━━━ Provided material ━━━

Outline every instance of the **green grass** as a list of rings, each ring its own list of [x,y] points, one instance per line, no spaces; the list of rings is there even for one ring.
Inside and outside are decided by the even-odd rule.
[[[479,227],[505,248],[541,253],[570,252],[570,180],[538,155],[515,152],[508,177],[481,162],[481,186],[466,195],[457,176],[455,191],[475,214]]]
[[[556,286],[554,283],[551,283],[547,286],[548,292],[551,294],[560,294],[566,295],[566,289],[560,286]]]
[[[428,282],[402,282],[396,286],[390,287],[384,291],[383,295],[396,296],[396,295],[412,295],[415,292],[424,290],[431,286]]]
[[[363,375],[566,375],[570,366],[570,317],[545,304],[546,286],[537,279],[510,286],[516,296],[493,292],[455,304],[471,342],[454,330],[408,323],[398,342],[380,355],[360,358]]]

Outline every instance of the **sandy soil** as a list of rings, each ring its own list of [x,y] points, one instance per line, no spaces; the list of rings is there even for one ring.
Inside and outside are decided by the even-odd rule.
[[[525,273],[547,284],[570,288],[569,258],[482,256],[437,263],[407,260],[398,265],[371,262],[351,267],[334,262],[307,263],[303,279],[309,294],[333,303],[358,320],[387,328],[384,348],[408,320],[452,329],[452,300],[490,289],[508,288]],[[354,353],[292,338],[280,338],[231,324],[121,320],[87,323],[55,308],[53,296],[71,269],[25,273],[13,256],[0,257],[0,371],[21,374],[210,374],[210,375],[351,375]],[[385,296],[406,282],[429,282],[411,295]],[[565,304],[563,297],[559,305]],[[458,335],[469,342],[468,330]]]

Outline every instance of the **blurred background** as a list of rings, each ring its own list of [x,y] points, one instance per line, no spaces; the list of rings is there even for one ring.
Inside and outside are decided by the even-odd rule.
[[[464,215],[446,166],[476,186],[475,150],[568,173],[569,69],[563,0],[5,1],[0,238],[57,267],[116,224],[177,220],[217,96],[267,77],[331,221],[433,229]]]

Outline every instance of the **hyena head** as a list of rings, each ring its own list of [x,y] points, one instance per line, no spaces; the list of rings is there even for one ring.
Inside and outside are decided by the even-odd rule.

━━━

## [Work request]
Would you copy each line of the records that contains "ring"?

## [Written response]
Outline every instance of the **green grass** as a list of rings, each ring its own list of [x,y] points, one instance per line, no spaces; the list of rings is there even for one ring.
Outline every instance of the **sandy soil** as a list of rings, each ring its own list of [x,y] points, one instance per line, no spaces; the list of rings is there even for one ring.
Outline every instance of the **blurred background** as a list of rings, each ring its own list of [x,y] points, one instance per line, no spaces; the list of rings is there even for one ring.
Outline every instance of the **hyena head** as a list of rings, each ring its own list of [x,y] points, one instance per line, no spaces; the list of rings is there even for one ring.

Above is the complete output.